Material for this task:
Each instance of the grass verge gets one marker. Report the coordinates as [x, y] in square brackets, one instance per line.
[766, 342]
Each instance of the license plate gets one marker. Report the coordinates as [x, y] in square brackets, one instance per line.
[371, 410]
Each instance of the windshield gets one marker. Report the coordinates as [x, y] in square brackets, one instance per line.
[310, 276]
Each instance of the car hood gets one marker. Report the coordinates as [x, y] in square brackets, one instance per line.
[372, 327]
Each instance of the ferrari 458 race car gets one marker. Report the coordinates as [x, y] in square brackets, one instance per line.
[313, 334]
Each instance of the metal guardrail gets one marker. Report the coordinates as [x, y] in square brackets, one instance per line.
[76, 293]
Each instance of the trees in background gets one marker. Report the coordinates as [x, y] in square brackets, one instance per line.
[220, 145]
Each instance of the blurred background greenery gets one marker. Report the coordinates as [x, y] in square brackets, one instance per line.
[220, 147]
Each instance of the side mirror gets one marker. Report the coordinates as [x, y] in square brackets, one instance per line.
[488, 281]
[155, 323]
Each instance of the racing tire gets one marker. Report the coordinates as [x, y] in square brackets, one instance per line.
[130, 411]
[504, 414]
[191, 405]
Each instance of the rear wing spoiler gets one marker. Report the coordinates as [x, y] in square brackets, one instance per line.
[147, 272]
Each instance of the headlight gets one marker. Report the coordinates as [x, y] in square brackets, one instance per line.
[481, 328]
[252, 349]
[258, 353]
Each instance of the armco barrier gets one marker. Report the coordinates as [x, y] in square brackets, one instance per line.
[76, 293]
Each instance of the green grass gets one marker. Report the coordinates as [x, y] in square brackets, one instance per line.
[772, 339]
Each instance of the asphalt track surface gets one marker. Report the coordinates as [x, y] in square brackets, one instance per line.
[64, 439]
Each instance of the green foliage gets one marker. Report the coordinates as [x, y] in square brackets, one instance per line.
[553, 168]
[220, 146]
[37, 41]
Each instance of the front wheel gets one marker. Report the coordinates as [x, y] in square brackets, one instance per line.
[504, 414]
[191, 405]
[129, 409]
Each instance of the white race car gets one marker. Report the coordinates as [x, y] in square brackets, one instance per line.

---

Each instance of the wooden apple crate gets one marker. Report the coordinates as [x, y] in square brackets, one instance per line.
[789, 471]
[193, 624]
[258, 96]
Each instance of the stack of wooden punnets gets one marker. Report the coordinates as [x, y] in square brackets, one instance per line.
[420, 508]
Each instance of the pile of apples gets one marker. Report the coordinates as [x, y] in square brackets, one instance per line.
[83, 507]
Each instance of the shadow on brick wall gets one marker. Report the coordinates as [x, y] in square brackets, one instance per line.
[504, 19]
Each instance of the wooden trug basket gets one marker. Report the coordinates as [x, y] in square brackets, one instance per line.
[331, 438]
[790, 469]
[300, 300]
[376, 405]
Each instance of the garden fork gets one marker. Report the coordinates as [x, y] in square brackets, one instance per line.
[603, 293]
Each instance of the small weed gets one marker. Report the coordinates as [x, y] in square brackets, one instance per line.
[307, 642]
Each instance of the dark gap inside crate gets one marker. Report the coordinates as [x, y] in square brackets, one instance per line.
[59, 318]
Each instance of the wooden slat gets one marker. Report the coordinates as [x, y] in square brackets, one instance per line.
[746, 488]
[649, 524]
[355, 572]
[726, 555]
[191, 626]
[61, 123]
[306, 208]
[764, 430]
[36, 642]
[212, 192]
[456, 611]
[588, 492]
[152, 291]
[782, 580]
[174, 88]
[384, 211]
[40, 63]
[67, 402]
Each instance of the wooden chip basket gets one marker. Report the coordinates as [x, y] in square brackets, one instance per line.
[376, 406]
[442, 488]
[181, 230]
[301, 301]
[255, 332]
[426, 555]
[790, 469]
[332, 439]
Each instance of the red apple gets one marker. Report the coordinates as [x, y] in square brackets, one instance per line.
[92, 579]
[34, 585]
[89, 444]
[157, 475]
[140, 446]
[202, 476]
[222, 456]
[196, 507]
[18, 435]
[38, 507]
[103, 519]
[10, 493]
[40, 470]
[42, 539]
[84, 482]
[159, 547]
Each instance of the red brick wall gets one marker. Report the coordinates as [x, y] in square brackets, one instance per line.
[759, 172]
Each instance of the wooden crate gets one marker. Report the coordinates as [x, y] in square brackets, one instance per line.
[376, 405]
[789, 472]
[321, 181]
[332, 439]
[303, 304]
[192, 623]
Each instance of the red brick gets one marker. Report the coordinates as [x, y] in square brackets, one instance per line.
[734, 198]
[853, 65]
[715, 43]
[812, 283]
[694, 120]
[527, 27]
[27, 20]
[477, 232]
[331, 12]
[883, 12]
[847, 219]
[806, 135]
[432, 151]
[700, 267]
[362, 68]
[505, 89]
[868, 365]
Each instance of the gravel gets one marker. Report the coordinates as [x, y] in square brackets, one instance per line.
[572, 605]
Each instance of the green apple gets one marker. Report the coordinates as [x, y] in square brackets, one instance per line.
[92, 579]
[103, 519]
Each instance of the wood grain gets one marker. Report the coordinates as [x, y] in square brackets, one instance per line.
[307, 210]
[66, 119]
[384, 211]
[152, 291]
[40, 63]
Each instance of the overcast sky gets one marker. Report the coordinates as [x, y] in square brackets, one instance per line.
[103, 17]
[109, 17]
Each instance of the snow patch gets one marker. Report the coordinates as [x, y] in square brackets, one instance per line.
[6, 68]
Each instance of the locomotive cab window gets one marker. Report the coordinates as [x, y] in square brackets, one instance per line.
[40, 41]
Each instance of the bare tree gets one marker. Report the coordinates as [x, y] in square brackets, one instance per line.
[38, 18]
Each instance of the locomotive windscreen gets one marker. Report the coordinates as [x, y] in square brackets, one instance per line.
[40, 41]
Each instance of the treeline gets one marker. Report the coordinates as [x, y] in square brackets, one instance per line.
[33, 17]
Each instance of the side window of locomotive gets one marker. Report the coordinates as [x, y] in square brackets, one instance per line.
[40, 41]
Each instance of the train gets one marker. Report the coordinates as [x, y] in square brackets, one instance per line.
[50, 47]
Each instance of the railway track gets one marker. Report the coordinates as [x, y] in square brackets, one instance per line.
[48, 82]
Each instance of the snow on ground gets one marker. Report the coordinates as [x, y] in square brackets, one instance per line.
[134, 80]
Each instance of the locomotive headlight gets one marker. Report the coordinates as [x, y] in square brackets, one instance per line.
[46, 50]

...

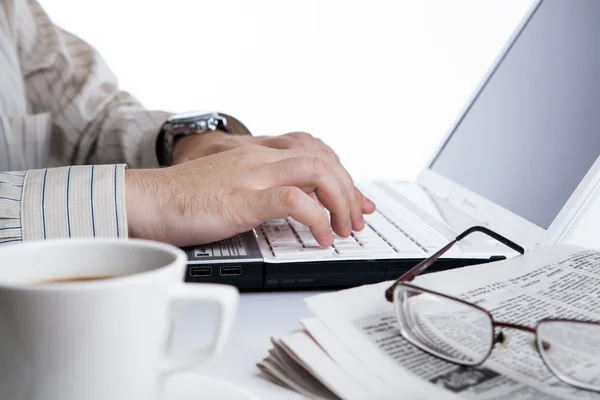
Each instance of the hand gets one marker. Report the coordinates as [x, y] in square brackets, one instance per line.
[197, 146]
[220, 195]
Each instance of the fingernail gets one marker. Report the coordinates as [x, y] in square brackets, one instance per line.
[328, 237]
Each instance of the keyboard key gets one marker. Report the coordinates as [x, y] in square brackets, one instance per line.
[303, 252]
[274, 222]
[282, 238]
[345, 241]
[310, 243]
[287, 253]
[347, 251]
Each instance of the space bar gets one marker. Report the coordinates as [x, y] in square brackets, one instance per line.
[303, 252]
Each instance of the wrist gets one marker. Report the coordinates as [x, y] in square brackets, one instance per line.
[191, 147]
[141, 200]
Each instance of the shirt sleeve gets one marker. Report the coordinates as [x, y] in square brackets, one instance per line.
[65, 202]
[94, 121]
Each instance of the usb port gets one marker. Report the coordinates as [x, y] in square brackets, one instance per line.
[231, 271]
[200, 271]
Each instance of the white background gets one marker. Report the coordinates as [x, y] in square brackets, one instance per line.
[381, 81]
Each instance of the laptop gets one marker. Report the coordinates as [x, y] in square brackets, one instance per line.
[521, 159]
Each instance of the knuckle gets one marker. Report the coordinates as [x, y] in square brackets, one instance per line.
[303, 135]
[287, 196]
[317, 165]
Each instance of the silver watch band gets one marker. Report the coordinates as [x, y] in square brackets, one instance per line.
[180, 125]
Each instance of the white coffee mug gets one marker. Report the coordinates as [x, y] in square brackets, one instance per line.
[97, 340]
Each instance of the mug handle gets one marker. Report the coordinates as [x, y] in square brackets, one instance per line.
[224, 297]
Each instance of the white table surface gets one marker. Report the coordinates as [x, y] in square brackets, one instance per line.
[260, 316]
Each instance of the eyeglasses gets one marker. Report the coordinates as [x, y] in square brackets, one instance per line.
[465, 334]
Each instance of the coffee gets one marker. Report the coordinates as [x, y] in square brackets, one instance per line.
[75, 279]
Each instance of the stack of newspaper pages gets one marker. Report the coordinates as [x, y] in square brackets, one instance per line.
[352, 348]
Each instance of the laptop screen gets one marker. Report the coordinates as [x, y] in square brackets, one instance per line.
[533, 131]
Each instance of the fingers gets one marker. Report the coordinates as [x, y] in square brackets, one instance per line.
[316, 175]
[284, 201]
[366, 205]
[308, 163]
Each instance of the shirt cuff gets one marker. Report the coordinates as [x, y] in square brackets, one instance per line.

What you should do:
Please reproduce exactly the lines in the listing above from the one containing "Each instance of the coffee" through the one containing "Each instance of the shirt cuff", both included, and nothing more.

Completed task:
Each instance of the coffee gets one marker. Report the coordinates as [x, y] in square brackets, one instance per line.
[75, 279]
Each instance of the stack of newspaper pages gets one marker. Report the coordinates as [x, y] in square brackets, one instance per line.
[352, 348]
Each instance of the laptop screen gets one marker. Report the coordinates as [x, y] in square brackets, one instance per line.
[533, 131]
Each instance of the fingers gets one marker. Report the coordinates as [x, y] in square brackets, one instance per line.
[316, 175]
[284, 201]
[366, 205]
[308, 163]
Each instance of the shirt cuff gets one marker. Report the coordinates as [x, y] in square brackets, one instance per line.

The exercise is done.